Count the lines in the items below that contain the word "jersey", treating uppercase and lowercase as different. Reply with the number alone.

⁂

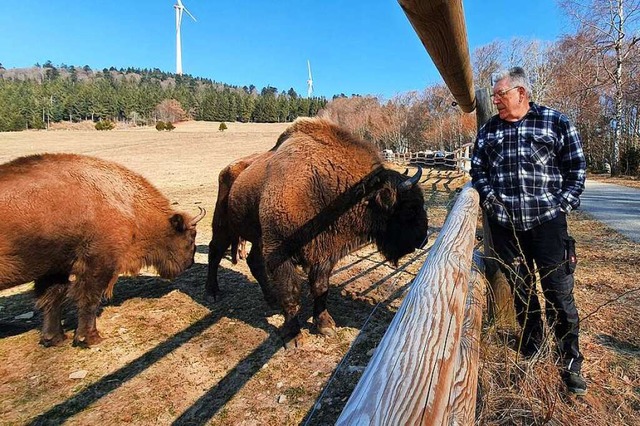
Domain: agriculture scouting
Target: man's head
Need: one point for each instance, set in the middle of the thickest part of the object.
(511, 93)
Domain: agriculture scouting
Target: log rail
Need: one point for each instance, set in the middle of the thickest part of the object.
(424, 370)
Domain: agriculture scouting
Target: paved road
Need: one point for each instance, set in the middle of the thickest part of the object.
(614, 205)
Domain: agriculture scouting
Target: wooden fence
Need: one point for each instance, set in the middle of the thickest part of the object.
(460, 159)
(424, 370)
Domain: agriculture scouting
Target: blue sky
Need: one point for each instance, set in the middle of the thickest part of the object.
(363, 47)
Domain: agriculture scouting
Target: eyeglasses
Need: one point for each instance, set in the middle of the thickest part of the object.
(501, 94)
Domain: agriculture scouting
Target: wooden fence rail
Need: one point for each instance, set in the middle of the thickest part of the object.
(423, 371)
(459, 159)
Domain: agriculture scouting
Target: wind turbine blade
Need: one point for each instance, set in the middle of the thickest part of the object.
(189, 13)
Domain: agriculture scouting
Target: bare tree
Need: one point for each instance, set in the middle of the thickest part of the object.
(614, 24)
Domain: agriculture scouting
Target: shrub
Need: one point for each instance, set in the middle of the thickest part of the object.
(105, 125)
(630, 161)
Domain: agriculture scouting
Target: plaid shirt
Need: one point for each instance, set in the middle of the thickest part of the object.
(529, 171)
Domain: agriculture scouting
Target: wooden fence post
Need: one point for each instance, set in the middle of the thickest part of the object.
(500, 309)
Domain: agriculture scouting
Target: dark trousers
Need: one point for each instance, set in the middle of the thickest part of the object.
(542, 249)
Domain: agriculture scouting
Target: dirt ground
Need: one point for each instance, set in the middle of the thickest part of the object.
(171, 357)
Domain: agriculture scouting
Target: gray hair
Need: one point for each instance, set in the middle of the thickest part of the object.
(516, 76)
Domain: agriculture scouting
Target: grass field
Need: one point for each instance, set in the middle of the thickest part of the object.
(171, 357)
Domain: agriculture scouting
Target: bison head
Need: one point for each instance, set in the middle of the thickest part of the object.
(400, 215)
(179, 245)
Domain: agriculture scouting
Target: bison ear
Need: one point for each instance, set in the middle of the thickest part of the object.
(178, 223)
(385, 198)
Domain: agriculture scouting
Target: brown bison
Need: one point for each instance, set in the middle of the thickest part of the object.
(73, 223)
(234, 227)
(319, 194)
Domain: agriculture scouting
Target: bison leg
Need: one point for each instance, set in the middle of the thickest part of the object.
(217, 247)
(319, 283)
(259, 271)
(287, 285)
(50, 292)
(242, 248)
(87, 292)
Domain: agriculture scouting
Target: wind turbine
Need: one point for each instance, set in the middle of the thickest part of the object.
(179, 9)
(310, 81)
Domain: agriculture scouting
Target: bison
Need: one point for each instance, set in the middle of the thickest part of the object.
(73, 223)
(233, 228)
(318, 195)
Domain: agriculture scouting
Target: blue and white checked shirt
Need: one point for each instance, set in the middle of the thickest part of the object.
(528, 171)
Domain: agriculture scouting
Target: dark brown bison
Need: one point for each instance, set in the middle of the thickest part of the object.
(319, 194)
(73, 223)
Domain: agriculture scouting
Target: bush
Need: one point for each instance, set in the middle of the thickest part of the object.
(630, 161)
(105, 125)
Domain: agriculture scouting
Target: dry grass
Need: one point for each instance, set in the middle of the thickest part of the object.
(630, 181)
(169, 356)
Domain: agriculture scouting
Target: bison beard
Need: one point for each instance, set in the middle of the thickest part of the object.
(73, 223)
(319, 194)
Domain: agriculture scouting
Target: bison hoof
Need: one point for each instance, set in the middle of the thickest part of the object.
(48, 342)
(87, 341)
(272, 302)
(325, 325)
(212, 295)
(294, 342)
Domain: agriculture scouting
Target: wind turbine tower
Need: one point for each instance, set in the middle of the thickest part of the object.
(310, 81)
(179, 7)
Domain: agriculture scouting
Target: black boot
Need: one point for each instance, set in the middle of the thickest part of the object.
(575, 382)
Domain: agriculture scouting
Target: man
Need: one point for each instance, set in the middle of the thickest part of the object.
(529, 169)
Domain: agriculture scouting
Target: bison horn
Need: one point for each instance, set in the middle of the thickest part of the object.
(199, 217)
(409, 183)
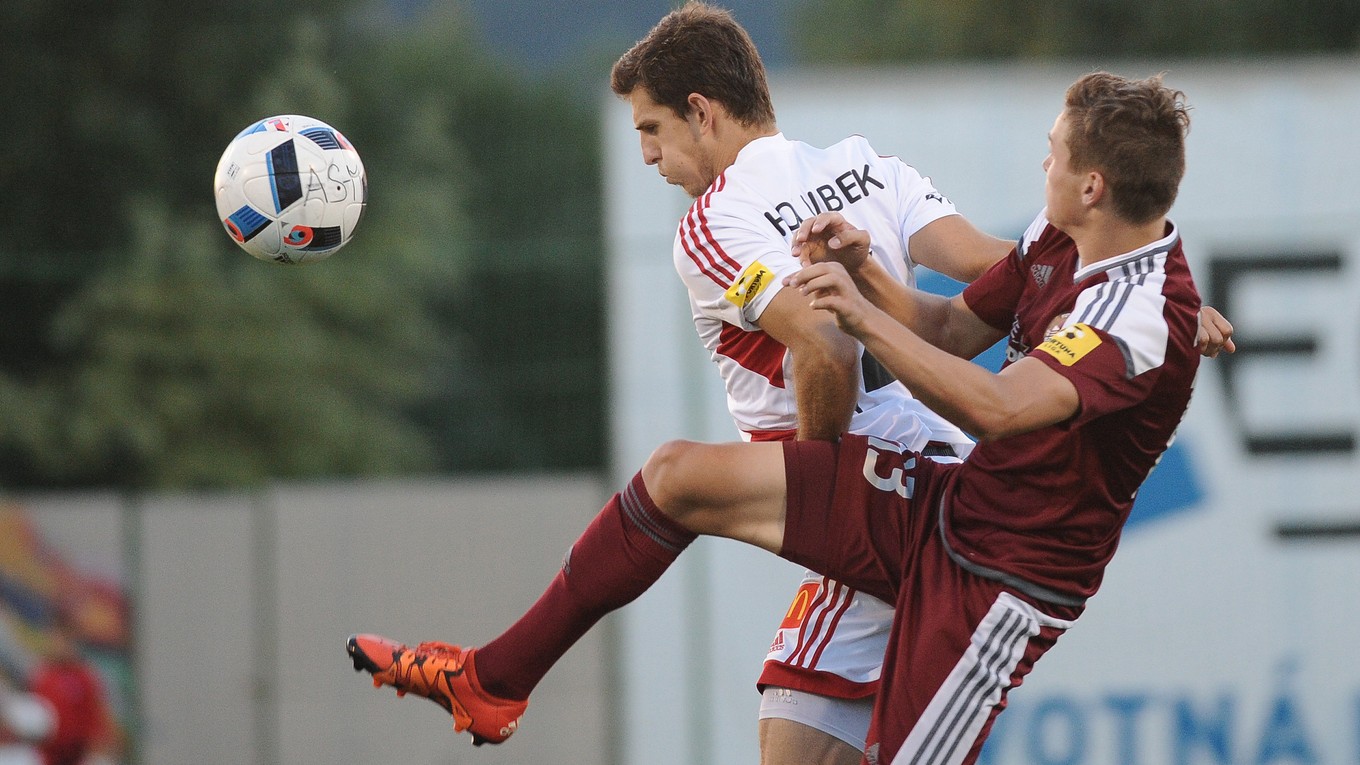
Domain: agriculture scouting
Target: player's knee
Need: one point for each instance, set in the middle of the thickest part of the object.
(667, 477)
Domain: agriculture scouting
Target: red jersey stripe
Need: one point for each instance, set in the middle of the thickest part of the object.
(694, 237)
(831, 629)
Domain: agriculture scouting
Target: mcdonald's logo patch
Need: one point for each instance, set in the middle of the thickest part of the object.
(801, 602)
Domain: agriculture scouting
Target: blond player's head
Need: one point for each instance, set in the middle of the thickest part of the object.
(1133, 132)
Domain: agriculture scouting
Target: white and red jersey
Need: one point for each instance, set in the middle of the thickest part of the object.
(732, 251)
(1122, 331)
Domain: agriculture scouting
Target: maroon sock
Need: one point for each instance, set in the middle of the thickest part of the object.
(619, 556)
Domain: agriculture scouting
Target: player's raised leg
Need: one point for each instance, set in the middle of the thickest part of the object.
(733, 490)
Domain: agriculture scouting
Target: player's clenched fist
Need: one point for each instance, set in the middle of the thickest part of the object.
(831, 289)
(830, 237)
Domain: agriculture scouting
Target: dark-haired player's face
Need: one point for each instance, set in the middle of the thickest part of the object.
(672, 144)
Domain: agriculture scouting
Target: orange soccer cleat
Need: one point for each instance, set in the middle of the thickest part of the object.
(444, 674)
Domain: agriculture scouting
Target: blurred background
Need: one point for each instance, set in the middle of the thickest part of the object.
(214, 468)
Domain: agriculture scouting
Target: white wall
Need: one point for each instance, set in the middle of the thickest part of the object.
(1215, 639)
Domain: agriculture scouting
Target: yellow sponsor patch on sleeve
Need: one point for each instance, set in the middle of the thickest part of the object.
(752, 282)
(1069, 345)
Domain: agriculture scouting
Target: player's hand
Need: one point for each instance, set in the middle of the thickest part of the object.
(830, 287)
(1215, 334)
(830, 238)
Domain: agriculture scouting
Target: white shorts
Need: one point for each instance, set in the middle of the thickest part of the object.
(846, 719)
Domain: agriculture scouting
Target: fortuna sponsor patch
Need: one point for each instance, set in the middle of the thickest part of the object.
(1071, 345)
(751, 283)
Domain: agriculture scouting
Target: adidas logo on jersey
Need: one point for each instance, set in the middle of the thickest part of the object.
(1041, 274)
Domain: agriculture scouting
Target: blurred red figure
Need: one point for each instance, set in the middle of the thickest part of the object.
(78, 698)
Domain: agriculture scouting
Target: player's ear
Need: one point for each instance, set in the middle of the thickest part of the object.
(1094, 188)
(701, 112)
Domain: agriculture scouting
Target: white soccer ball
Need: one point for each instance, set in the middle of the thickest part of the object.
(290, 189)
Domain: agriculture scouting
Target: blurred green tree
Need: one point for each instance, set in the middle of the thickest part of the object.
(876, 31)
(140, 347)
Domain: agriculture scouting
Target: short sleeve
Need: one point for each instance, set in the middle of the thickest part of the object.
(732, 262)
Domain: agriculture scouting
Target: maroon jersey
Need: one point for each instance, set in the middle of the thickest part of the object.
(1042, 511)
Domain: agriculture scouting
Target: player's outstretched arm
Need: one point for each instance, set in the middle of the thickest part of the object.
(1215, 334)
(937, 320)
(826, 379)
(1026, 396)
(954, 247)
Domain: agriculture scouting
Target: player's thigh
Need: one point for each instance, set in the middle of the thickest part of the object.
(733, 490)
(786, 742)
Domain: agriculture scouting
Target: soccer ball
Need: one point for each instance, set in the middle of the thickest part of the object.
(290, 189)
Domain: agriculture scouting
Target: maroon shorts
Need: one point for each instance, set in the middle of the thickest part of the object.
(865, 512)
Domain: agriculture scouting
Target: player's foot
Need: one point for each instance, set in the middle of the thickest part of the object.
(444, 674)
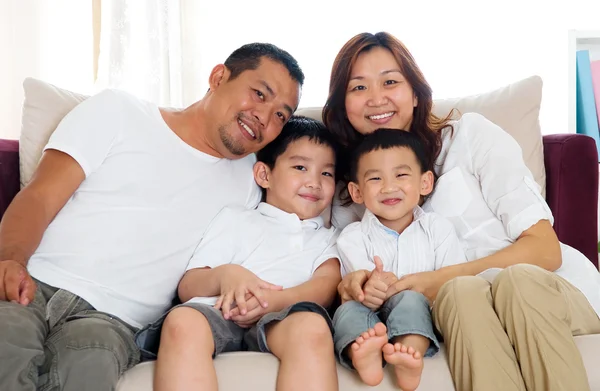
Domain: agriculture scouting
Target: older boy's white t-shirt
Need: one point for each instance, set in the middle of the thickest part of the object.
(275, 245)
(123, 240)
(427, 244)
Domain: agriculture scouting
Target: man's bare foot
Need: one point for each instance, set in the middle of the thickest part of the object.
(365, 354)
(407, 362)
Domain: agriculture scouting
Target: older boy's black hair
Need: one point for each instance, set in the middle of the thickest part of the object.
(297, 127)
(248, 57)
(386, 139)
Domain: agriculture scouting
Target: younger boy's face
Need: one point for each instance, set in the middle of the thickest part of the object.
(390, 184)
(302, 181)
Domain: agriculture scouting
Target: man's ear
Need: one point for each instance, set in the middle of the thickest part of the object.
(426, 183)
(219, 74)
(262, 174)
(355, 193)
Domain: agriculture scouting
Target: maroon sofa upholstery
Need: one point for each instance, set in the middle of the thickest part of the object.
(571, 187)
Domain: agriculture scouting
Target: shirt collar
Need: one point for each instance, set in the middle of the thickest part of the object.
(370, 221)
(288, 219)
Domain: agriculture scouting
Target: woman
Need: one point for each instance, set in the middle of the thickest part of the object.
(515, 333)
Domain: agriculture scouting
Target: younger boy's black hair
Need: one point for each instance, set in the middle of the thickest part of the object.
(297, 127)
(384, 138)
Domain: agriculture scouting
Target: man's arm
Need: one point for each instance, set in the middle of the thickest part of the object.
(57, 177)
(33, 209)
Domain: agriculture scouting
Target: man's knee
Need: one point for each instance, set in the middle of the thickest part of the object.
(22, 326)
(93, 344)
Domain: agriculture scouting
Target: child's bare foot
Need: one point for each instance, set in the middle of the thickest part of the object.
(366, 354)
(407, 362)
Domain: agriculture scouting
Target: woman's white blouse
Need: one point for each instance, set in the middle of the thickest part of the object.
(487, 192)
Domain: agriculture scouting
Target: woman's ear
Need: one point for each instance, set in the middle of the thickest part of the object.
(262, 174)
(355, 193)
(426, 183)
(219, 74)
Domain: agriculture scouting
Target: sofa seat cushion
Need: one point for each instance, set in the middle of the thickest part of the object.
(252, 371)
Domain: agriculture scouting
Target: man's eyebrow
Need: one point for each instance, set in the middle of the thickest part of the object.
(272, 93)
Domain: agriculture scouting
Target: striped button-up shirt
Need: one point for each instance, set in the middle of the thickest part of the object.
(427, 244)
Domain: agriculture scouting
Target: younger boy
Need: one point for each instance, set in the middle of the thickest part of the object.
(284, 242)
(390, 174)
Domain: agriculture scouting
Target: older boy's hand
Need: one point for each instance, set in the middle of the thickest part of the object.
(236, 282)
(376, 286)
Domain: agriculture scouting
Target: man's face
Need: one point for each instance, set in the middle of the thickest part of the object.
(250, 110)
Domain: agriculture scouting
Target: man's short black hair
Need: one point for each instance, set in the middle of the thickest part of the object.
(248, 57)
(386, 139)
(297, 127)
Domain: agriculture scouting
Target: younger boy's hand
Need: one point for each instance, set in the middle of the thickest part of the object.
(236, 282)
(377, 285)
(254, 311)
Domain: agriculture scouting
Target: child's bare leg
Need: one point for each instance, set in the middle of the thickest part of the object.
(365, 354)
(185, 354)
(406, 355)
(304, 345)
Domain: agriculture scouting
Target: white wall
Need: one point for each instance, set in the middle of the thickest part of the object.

⁂

**RESPONSE TO THE EXERCISE**
4